(Task statement):
Arrange the records starting at the line containing "of the yellow-green" and ending at the end of the records as a two-column CSV with the columns instruction and output. Give one row per record, placing its text and its answer each in a single quoted field with line breaks replaced by spaces.

· · · · · · ·

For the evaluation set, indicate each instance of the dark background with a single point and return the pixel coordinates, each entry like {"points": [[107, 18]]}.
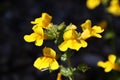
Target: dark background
{"points": [[17, 56]]}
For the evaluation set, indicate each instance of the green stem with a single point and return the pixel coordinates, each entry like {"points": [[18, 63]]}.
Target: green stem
{"points": [[69, 54]]}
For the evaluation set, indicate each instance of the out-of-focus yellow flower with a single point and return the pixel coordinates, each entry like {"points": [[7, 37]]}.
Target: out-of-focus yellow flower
{"points": [[110, 64], [114, 8], [59, 76], [89, 32], [43, 21], [72, 41], [102, 24], [47, 61], [37, 36], [92, 4]]}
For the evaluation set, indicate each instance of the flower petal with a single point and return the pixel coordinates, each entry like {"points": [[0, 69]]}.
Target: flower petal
{"points": [[112, 58], [39, 41], [49, 52], [54, 65], [42, 63], [30, 38], [86, 25]]}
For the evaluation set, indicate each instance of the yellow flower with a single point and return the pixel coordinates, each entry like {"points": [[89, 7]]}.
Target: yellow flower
{"points": [[89, 32], [59, 76], [37, 36], [92, 4], [114, 8], [47, 61], [71, 41], [110, 64], [43, 21]]}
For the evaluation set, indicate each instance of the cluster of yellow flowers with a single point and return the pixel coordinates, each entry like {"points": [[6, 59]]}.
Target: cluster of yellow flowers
{"points": [[112, 8], [66, 37], [110, 64]]}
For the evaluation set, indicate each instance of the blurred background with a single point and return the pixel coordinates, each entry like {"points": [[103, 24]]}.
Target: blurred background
{"points": [[17, 56]]}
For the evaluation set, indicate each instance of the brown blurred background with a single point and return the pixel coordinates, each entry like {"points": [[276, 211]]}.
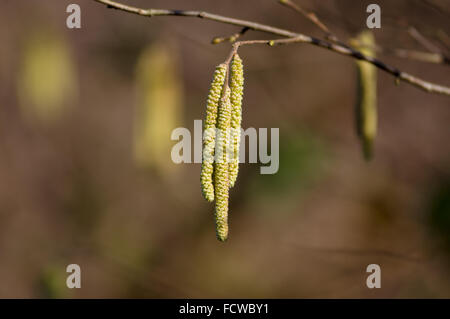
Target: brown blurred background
{"points": [[86, 177]]}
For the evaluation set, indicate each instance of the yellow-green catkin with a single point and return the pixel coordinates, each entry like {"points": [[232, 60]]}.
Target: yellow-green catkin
{"points": [[209, 132], [221, 170], [237, 92], [366, 107]]}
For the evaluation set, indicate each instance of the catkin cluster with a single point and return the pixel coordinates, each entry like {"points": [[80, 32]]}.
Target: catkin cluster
{"points": [[221, 139], [237, 91], [366, 107]]}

· · · · · · ·

(Expected answer):
instruction,output
"For the evaluation set, indicate each instance of the yellow-green catkin with a single point and return the pixel coordinates, each entry like {""points"": [[232, 60]]}. Target: yellow-green catkin","{""points"": [[209, 132], [221, 170], [237, 92], [366, 107]]}"
"For the evaluation set, indicate each instance of the catkin cluster with a single point and return the pixel coordinates, each entry like {""points"": [[80, 32]]}. Target: catkin cluster","{""points"": [[221, 139], [237, 91], [366, 107]]}"